REQUIRED WORK
**A)** Reproduce the stretch of the David Goyer article from "When the 36-year-old" through "pioneered by Jews.".
**B)** Name each person, place, company, and film or comic book title in the David Goyer article, listing each one once.
**C)** Continue the article about screenwriter David Goyer from the point where it stops.

───── DOCUMENT PASSAGE ─────

If there is a name for comic book action, it must be “David Goyer.”

When the 36-year-old screenwriter is not bringing superheroes to life in hyperactive flicks — such as the just-released “Blade 2,” starring Wesley Snipes — Goyer is doing it in the pages of D.C. Comics. “Justice Society of America” often charts as the fourth best-selling comic book. Goyer’s gift for scripting pulse-quickening action has made him a hot name in Hollywood and in comics, industries pioneered by Jews.

“I think it comes from persecution and a certain amount of wish-fulfillment,” Goyer said of the reason Jews gravitate toward the mediums.

Goyer knows of what he speaks. Being Jewish is “definitely something I’m proud of,” but he’s admittedly turned off by organized religion. During his childhood in Michigan, “a lot kids beat me up, saying that I killed Christ. I was very consciously different. I didn’t have a ton of Jewish people around me. I grew up with something of a chip on my shoulder.”

───── PROVIDED RECORDS ─────

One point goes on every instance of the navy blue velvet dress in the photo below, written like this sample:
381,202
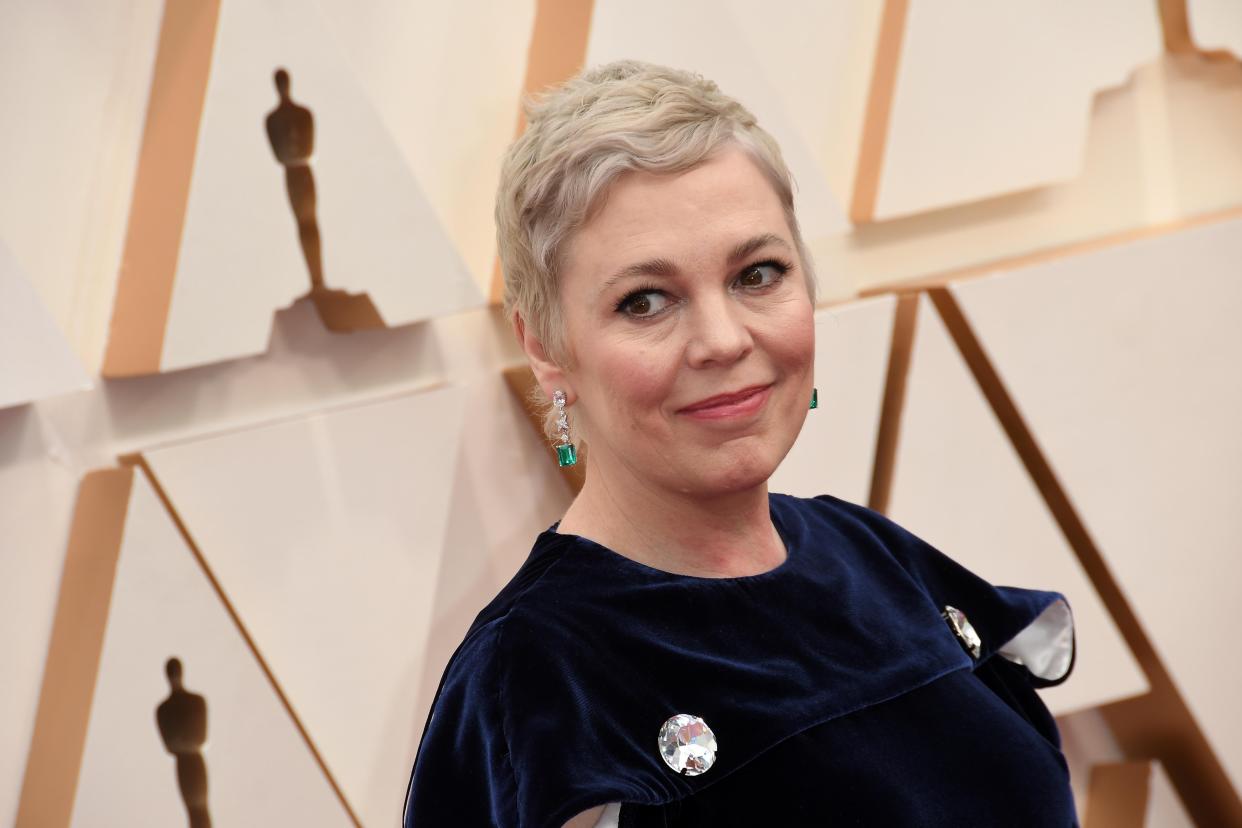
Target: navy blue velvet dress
837,693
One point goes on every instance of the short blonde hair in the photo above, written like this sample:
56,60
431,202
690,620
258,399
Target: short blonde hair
581,135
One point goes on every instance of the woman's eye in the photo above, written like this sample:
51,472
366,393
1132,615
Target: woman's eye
643,303
761,276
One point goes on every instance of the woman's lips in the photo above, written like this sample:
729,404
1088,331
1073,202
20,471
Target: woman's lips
727,406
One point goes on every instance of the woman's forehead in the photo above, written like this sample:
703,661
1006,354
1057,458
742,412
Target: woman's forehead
704,214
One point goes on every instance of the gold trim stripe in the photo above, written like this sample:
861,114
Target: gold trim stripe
162,188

─────

ANSWERS BY TASK
**A)**
When the 36-year-old screenwriter is not bringing superheroes to life in hyperactive flicks — such as the just-released “Blade 2,” starring Wesley Snipes — Goyer is doing it in the pages of D.C. Comics. “Justice Society of America” often charts as the fourth best-selling comic book. Goyer’s gift for scripting pulse-quickening action has made him a hot name in Hollywood and in comics, industries pioneered by Jews.

**B)**
David Goyer
Blade 2
Wesley Snipes
D.C. Comics
Justice Society of America
Hollywood
Michigan
Christ

**C)**
Goyer and his brother, Jeff, were raised in Ann Arbor by their single mother, of Lithuanian descent, who took her boys to Israel after their father left. Goyer, then age 10, lived in Jerusalem for several months — an enjoyable experience, he says, which now seems surreal.

“My brother and I collected bullet casings. We had pillow cases full of them,” he remembered. “We were sort of unaware. I remember seeing the police shoot a guy dead in front of us on the street. I remember the jets and windows shattering from the sonic booms. But I wasn’t afraid.”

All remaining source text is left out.